Part of that difference stems from the fact that policies to offset inequalities at the starting gate face far less aggressive opposition in other advanced economies.  For example:

“Ontario, the most populous Canadian province, is introducing full-day kindergarten, accessible to all 4- and 5-year-olds, without fanfare or a hint of the kind of rhetorical rancor and calamitous opposition that the Obama administration has faced for its proposal to do the same.”

That’s a highly resonant observation.  For years, economists of all political stripes have argued for quality preschool to counteract the extreme and lasting disadvantages faced by children who start life in poverty in this country, poverty that is far deeper in terms of material deprivation than in most other advanced economies.  The lifelong impact of starting out under these difficult circumstances means that quality interventions have a high benefit/cost ratio to society.  Yet to see how quickly and effectively the anti-government, anti-tax and anti-spending forces snapped into action the day after President Obama announced an idea like this in his last State of the Union address gives you a tangible and fearsome sense of the full spate of the barriers facing those disadvantaged children.

That’s where I thought Professor Corak didn’t go nearly far enough:

“The recipes for breaking this intergenerational trap are clear: a nurturing environment in the early years combined with accessible and high-quality health care and education promote the capacities of young children, heighten the development of their skills as they grow older, and ultimately raise their chances of upward mobility.”

Definitely necessary, and I appreciate the health care reference, but far from sufficient.  It’s a common default for economists and policy makers to present a trenchant analysis of a problem with many deep roots and then conclude, “That’s why we need better education and skill development.”

### The problem
Reproduce the passage on preschool policy and inequality verbatim, from "That’s a highly" up to and including "those disadvantaged children.".

### Given information
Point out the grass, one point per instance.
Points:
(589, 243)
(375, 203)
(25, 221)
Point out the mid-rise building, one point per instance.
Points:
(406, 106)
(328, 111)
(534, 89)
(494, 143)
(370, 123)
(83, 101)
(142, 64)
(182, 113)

### Written answer
That’s a highly resonant observation.  For years, economists of all political stripes have argued for quality preschool to counteract the extreme and lasting disadvantages faced by children who start life in poverty in this country, poverty that is far deeper in terms of material deprivation than in most other advanced economies.  The lifelong impact of starting out under these difficult circumstances means that quality interventions have a high benefit/cost ratio to society.  Yet to see how quickly and effectively the anti-government, anti-tax and anti-spending forces snapped into action the day after President Obama announced an idea like this in his last State of the Union address gives you a tangible and fearsome sense of the full spate of the barriers facing those disadvantaged children.